OBJECTIVE
Pull out every line in the entries below that contains the string "woman". Matching is case-sensitive.

Image outline annotation entries
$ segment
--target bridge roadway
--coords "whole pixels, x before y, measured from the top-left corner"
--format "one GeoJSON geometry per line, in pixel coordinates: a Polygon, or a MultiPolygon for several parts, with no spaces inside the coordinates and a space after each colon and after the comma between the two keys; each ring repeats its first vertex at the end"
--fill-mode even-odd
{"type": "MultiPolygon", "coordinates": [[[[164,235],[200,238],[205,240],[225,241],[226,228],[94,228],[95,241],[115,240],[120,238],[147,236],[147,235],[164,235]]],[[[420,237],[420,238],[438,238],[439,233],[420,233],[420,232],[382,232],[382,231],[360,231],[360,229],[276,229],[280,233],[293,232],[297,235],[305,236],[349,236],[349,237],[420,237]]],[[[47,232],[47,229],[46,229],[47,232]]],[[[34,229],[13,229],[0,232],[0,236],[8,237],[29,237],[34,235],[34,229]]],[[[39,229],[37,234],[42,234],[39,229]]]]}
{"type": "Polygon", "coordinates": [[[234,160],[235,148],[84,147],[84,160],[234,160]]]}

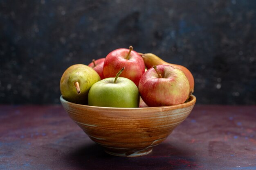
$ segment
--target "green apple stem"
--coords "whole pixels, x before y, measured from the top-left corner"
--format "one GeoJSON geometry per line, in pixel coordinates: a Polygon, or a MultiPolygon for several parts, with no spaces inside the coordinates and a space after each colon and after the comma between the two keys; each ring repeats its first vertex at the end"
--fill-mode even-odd
{"type": "Polygon", "coordinates": [[[79,83],[76,81],[75,82],[75,86],[76,87],[76,89],[77,94],[79,94],[81,93],[81,92],[80,91],[80,87],[79,85],[79,83]]]}
{"type": "Polygon", "coordinates": [[[95,60],[94,60],[94,59],[92,59],[92,63],[93,63],[93,65],[94,65],[94,66],[96,66],[96,65],[95,64],[95,60]]]}
{"type": "Polygon", "coordinates": [[[158,76],[159,77],[159,78],[162,78],[163,77],[162,77],[162,75],[161,75],[160,73],[159,73],[159,72],[158,72],[158,70],[157,70],[157,66],[156,65],[153,65],[153,68],[154,68],[154,69],[155,69],[155,70],[156,72],[157,73],[157,74],[158,75],[158,76]]]}
{"type": "Polygon", "coordinates": [[[129,56],[130,55],[130,54],[131,53],[131,52],[132,52],[132,50],[133,50],[133,47],[132,47],[132,46],[130,46],[130,47],[129,47],[129,53],[128,53],[128,55],[127,55],[126,58],[126,59],[128,60],[129,59],[129,56]]]}
{"type": "Polygon", "coordinates": [[[114,81],[114,83],[117,83],[117,78],[118,78],[119,76],[120,76],[121,73],[122,73],[122,72],[123,72],[123,71],[124,70],[125,68],[125,67],[124,67],[123,68],[122,68],[121,70],[120,70],[119,72],[117,73],[117,75],[116,76],[116,77],[115,78],[115,80],[114,81]]]}

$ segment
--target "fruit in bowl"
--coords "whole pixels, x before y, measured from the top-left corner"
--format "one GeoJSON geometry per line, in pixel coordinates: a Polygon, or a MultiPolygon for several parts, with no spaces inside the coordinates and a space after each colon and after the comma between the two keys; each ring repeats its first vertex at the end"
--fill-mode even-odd
{"type": "Polygon", "coordinates": [[[118,77],[123,67],[115,77],[110,77],[94,83],[88,95],[90,106],[113,107],[138,107],[139,95],[137,86],[132,81],[118,77]]]}
{"type": "Polygon", "coordinates": [[[121,76],[130,79],[137,87],[139,79],[145,72],[145,65],[141,56],[133,49],[130,46],[129,49],[119,48],[108,54],[103,67],[104,77],[114,77],[124,66],[126,69],[121,76]]]}
{"type": "Polygon", "coordinates": [[[98,73],[87,65],[80,64],[71,65],[61,78],[61,95],[69,101],[87,105],[90,88],[100,80],[98,73]]]}
{"type": "Polygon", "coordinates": [[[180,70],[171,65],[153,66],[141,76],[139,94],[150,107],[183,103],[189,94],[189,83],[180,70]]]}
{"type": "Polygon", "coordinates": [[[88,65],[88,66],[92,68],[97,72],[101,80],[103,79],[104,78],[103,75],[103,65],[104,61],[105,58],[102,58],[96,60],[94,59],[92,62],[88,65]]]}
{"type": "Polygon", "coordinates": [[[145,108],[92,106],[61,101],[70,117],[110,154],[136,157],[150,153],[191,112],[196,98],[184,103],[145,108]]]}
{"type": "Polygon", "coordinates": [[[61,101],[70,117],[106,153],[119,156],[150,153],[186,119],[196,100],[189,71],[161,65],[168,64],[132,49],[117,49],[90,64],[98,73],[72,66],[60,83],[61,101]],[[150,68],[152,63],[157,65],[150,68]],[[100,81],[102,74],[106,78],[100,81]]]}

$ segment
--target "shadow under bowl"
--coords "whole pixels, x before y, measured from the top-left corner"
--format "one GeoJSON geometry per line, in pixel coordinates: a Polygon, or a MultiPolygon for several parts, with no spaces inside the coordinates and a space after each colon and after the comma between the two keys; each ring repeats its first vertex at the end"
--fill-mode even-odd
{"type": "Polygon", "coordinates": [[[72,103],[60,97],[70,117],[110,154],[136,157],[150,153],[191,112],[196,100],[145,108],[105,107],[72,103]]]}

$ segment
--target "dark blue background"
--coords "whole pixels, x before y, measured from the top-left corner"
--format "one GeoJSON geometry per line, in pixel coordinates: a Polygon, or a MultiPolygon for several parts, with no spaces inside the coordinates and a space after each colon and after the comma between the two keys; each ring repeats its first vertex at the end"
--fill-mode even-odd
{"type": "Polygon", "coordinates": [[[256,104],[256,1],[0,0],[0,103],[59,103],[69,66],[132,45],[189,69],[198,103],[256,104]]]}

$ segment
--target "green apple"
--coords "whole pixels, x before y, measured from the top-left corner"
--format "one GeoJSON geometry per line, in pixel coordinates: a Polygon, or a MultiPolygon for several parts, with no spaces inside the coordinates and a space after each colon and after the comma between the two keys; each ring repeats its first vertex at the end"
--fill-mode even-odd
{"type": "Polygon", "coordinates": [[[69,102],[87,105],[90,88],[100,80],[92,68],[83,64],[75,64],[69,67],[63,74],[60,83],[61,92],[69,102]]]}
{"type": "Polygon", "coordinates": [[[130,80],[118,77],[124,67],[115,78],[102,80],[91,87],[88,96],[89,105],[110,107],[138,107],[139,90],[130,80]]]}

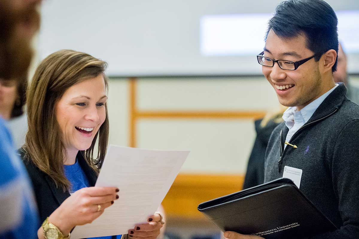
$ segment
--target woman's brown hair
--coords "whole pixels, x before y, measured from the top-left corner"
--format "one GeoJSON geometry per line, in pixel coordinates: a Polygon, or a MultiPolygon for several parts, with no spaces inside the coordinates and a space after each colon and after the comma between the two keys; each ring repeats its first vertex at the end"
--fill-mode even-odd
{"type": "MultiPolygon", "coordinates": [[[[48,175],[57,187],[64,191],[70,183],[64,172],[66,153],[62,134],[56,120],[55,105],[65,91],[84,80],[105,75],[107,64],[85,53],[62,50],[51,54],[40,63],[27,92],[29,130],[24,149],[25,158],[48,175]]],[[[107,105],[106,118],[92,141],[91,147],[81,151],[89,165],[98,173],[107,146],[109,123],[107,105]],[[94,150],[98,138],[97,156],[94,150]]]]}

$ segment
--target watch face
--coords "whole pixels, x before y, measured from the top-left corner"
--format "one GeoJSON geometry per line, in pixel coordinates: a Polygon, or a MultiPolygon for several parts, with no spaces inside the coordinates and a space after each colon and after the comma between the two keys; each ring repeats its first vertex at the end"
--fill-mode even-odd
{"type": "Polygon", "coordinates": [[[55,228],[49,228],[45,233],[47,239],[57,239],[59,237],[59,232],[55,228]]]}

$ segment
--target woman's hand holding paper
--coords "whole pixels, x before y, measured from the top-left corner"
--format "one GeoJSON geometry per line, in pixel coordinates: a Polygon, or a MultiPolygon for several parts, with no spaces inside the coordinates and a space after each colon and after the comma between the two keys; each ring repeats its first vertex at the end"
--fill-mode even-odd
{"type": "Polygon", "coordinates": [[[129,230],[129,236],[131,239],[156,239],[164,224],[160,214],[155,214],[149,217],[148,223],[137,225],[129,230]]]}

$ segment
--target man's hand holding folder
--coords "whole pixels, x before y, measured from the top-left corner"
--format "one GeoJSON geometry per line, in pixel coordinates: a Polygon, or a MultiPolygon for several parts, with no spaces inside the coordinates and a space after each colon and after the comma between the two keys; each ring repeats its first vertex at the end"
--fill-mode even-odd
{"type": "Polygon", "coordinates": [[[253,235],[243,235],[234,231],[225,231],[224,237],[228,239],[264,239],[264,238],[253,235]]]}

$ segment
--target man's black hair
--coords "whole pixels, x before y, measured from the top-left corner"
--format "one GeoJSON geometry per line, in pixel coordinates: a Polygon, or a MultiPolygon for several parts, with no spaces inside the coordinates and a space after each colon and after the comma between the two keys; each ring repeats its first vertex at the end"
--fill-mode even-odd
{"type": "MultiPolygon", "coordinates": [[[[307,48],[315,53],[333,49],[338,53],[338,19],[332,7],[322,0],[289,0],[277,6],[269,20],[265,39],[271,29],[281,38],[304,33],[307,48]]],[[[314,58],[316,61],[321,56],[314,58]]],[[[332,71],[336,70],[337,57],[332,71]]]]}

CORRECT OUTPUT
--target woman's brown hair
--target woman's hand holding paper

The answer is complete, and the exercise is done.